START Data listing

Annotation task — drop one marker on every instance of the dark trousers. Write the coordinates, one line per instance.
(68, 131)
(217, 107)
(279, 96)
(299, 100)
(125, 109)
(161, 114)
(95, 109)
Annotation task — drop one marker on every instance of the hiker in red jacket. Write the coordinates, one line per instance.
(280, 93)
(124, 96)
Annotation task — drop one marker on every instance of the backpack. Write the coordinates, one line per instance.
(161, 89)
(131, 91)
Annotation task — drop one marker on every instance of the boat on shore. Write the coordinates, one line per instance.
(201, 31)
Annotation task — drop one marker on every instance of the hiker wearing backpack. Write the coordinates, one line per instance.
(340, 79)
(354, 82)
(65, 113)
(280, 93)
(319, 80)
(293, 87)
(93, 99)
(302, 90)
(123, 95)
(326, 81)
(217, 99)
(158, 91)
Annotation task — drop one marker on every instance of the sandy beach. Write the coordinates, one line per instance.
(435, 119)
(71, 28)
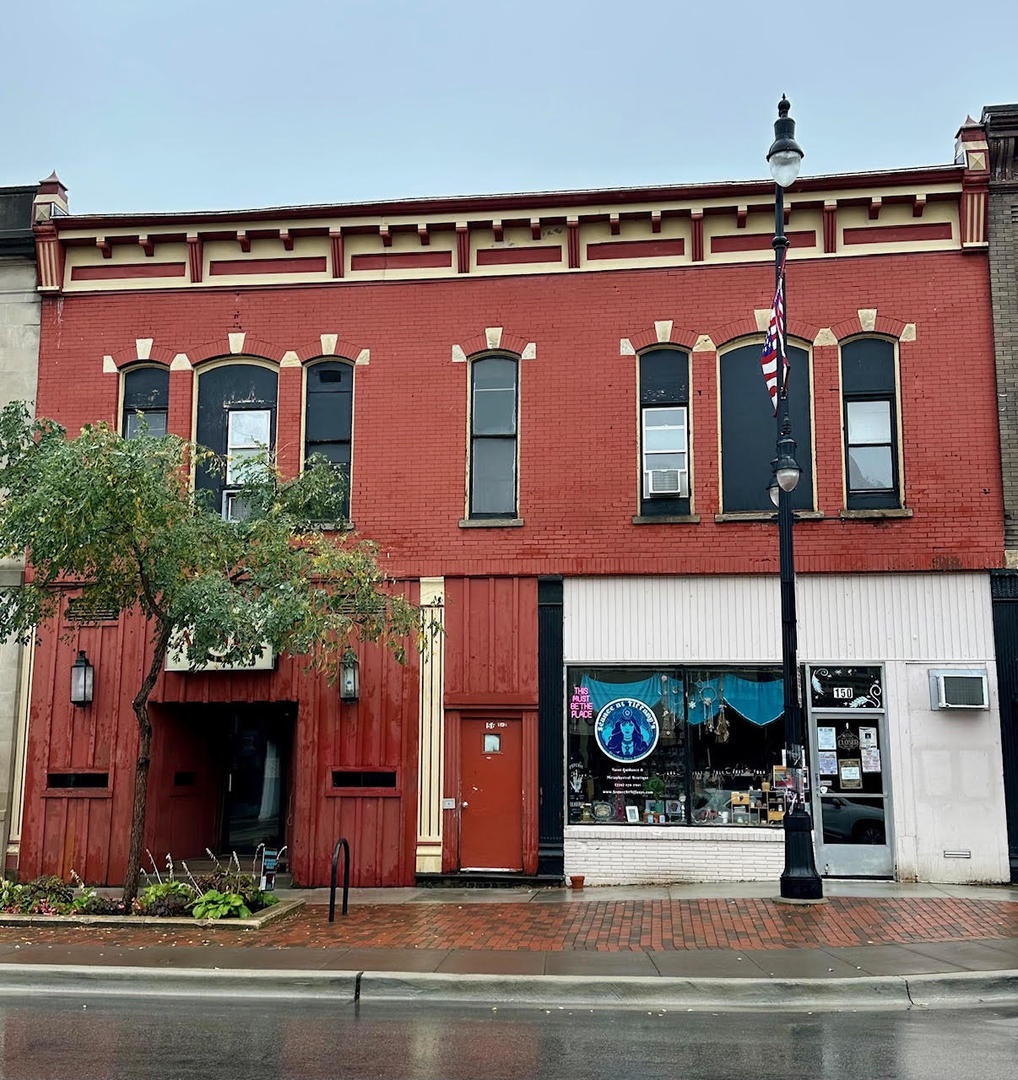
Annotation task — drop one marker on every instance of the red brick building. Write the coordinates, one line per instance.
(555, 424)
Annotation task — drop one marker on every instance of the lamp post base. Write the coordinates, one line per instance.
(800, 880)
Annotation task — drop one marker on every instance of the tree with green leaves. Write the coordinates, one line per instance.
(119, 523)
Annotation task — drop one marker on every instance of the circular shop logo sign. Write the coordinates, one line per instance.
(626, 730)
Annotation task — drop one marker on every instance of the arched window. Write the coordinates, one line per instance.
(749, 431)
(493, 436)
(664, 433)
(146, 392)
(328, 418)
(869, 395)
(236, 420)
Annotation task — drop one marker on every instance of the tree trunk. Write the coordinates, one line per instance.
(140, 706)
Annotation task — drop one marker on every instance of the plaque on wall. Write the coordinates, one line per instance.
(846, 688)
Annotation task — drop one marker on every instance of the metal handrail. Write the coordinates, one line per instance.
(341, 842)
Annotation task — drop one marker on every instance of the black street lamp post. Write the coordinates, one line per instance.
(800, 880)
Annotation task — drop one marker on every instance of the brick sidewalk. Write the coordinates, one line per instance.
(596, 926)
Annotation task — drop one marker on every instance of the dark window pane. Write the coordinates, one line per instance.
(154, 421)
(749, 431)
(328, 416)
(337, 453)
(493, 476)
(494, 412)
(870, 469)
(146, 388)
(232, 386)
(496, 373)
(329, 378)
(853, 821)
(664, 377)
(867, 367)
(78, 780)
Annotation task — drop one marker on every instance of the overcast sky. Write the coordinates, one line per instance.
(207, 104)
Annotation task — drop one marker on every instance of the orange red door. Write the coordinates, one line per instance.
(490, 804)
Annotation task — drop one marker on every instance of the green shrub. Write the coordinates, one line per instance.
(166, 899)
(220, 905)
(92, 903)
(48, 889)
(234, 881)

END Data listing

Task instructions | A verbatim copy of the listing is required, with all pictures left out.

Response |
Annotation task — drop one marker on every instance of the dark trousers. Write the coordinates, one line per instance.
(68, 131)
(217, 107)
(279, 96)
(299, 100)
(125, 109)
(161, 114)
(95, 109)
Annotation task — drop one marker on every instance of the hiker in red jacket. Write the coordinates, one line per instance.
(280, 93)
(124, 96)
Annotation task — drop one marker on every instance of the backpack. Write the coordinates, one line per instance.
(161, 89)
(131, 91)
Annotation task — drop one marker on every instance of the boat on shore. Write the coordinates, one line per instance.
(201, 31)
Annotation task — drop one marker on every instance of the hiker wearing backpack. Write the coordinates, one line per instance.
(340, 79)
(354, 82)
(65, 113)
(280, 93)
(319, 80)
(293, 87)
(93, 99)
(302, 90)
(123, 95)
(326, 81)
(217, 99)
(158, 91)
Annotation task — drop one marker on every instance of the sandy beach. Write the coordinates, one line per instance.
(435, 119)
(71, 28)
Annotation task — drop one marker on every instance of the red brick building. Write the coordinates, one line per instance.
(555, 424)
Annotation task — drop one marker on every instance of the lamp post base. Write the coordinates, one line per instance.
(800, 880)
Annotation task — drop one marker on every instance of the tree with green leaves. Write the coordinates, one line per instance.
(119, 523)
Annotation task — drop one marker on every instance of the circular shop logo sign. Write the coordinates, one line per instance.
(626, 730)
Annotation task — drop one marker on every instance of the arched window. Write the coordinates, one line per instance.
(749, 431)
(493, 436)
(664, 433)
(146, 392)
(328, 418)
(869, 395)
(236, 420)
Annotation task — drop one marker on every instance of the tree trunk. Write the coordinates, one line per instance.
(140, 706)
Annotation task — drop one marker on every instance of the plaque on wall. Write the coordinates, one line per instance.
(846, 688)
Annotation task — drop one marker on every instance of the metal handrail. Write the coordinates, one line per instance.
(341, 842)
Annotation task — drop one marker on every instance of the black street lamp post. Write the coordinates, one line per instance.
(800, 880)
Annotation task — drop one marker on every instance of the brick sidewalk. Write the coordinates, one line per instance.
(596, 926)
Annotation task — drop one marker on every instance of the dark window pane. Write the coordinates, one line per instance.
(154, 421)
(749, 431)
(328, 416)
(337, 453)
(493, 476)
(494, 412)
(870, 469)
(146, 388)
(232, 386)
(496, 373)
(329, 378)
(853, 821)
(664, 377)
(867, 367)
(78, 780)
Annotation task — drop one marker on every instance of the overcast sky. Write the coordinates, one line per instance.
(207, 104)
Annotation task — drop one marker on every instance of the orange red door. Write the coordinates, one line per instance.
(490, 804)
Annotation task — drop one marker on every instance of the green shrub. Write the coordinates, one line per instance.
(166, 899)
(220, 905)
(92, 903)
(48, 889)
(234, 881)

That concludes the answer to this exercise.